-- start Page excerpt --
[Haskell-beginners] When, if ever, does Haskell "calculate once"?
Brent Yorgey
byorgey at seas.upenn.edu
Thu May 6 15:37:20 EDT 2010
On Thu, May 06, 2010 at 11:35:15AM -0700, Travis Erdman wrote:
> Two questions here, I think they might be related, perhaps even the same, but I am not sure, so I will ask both:
>
> Q1: Re the function f below, I like the first implementation as it's "cleaner", but is the second implementation necessary for performance purposes?
>
> -- g = some CPU intensive function
>
> -- alternate 1
> f a b = c + (g b)
> where
> c = dosomethingelse a (g b)
>
> -- alternate 2
> f a b = c + saveit
> where
> saveit = g b
> c = dosomethingelse a saveit
You need alternative 2. In general, GHC (and, I imagine, other
Haskell compilers) do not do much common subexpression elimination,
because in some cases it can be a *pessimization*. The classic example is
length [1..1000000] + length [1..1000000]
vs
let a = [1..1000000] in length a + length a
The first will execute in constant space, since each list will be
lazily generated as needed by the length function and then the garbage
collector will come along behind length and get rid of the nodes that
have already been processed. However, in the second expression, the
garbage collector cannot get rid of the nodes that are already
processed by the first call to length, since the second call to length
still needs the list. So the entire list [1..1000000] will end up
being in memory at once.
So, if you want to be sure that something is only computed once, you
must introduce the necessary sharing yourself by giving it a name.
-- end Page excerpt --
-- start Given data --
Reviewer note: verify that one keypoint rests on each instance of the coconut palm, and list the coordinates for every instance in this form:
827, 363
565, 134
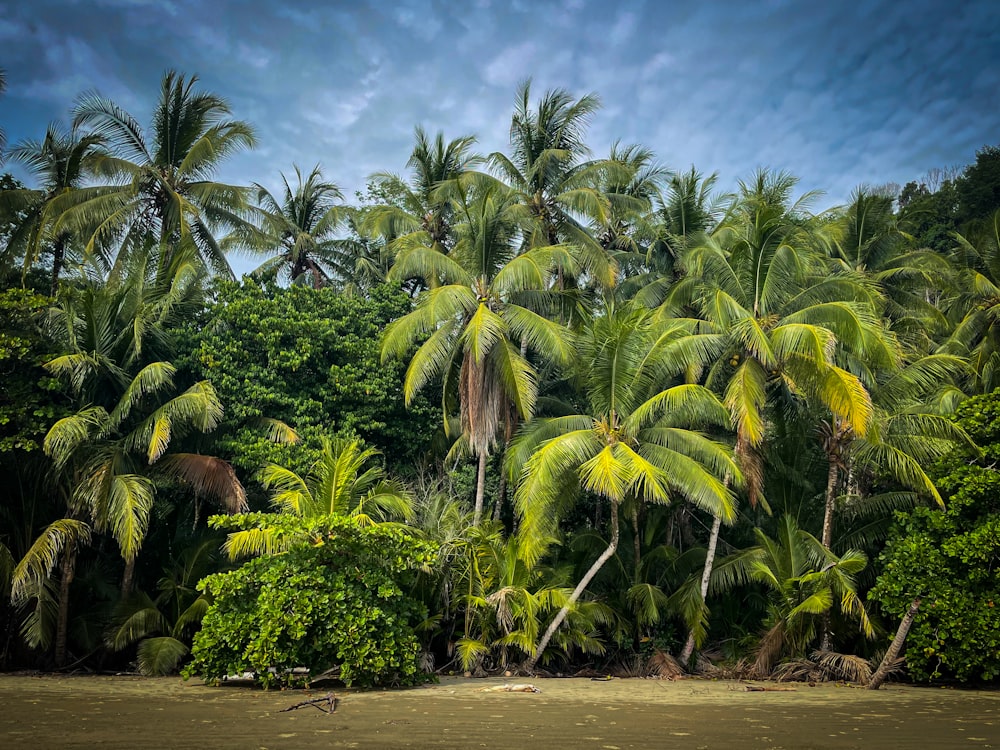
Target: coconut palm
509, 600
776, 322
3, 134
775, 318
165, 195
344, 481
909, 430
804, 580
975, 309
631, 188
869, 240
557, 187
302, 227
128, 413
634, 443
485, 309
416, 213
60, 163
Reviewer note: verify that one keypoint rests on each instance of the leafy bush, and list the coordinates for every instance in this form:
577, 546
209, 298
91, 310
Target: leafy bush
310, 358
332, 602
949, 558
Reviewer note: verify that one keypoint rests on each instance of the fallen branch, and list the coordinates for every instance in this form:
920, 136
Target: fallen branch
329, 699
520, 688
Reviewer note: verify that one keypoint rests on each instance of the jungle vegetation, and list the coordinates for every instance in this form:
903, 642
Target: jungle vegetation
533, 409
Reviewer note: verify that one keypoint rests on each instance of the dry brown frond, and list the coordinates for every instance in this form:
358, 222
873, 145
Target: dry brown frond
769, 650
847, 667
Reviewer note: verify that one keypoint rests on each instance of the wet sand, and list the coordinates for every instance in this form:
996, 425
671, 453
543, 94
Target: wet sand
127, 712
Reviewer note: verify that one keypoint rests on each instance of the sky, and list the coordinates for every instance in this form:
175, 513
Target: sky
838, 93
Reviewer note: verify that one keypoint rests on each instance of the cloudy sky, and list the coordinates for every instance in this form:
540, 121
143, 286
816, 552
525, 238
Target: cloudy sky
839, 93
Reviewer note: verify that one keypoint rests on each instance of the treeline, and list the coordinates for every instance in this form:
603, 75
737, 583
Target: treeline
554, 409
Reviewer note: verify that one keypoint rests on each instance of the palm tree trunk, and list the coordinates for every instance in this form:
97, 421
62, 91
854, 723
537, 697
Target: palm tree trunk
580, 588
831, 496
68, 569
128, 578
501, 496
636, 544
706, 575
58, 250
895, 647
480, 488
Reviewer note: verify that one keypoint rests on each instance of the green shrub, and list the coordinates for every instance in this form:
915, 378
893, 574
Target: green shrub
334, 601
950, 558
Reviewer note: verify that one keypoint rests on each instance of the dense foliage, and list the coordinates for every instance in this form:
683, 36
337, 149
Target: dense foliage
332, 602
628, 416
310, 358
948, 558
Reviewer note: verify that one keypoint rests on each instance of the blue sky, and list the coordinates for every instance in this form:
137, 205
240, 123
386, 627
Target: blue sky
837, 93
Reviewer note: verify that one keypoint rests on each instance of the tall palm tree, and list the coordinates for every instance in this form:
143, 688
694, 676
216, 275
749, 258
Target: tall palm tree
-- end Given data --
> **What is asked**:
a) Can you rewrite the paragraph of the Haskell mailing-list reply that begins "The first will execute in constant space" as a short bulleted list that keeps its main facts?
b) According to the Haskell mailing-list reply, why does GHC not do much common subexpression elimination? Answer in one to three sentences.

> **Results for each task**:
a)
- The first expression runs in constant space: length lazily generates each list as needed, and the garbage collector removes nodes already processed.
- In the second expression, the garbage collector cannot remove nodes processed by the first call to length, because the second call still needs the list.
- So the entire list [1..1000000] ends up in memory at once.

b) GHC avoids much common subexpression elimination because in some cases it can be a pessimization. For example, sharing one list between two calls to length keeps the whole list in memory. Computing it twice lets each list be generated lazily and garbage-collected in constant space.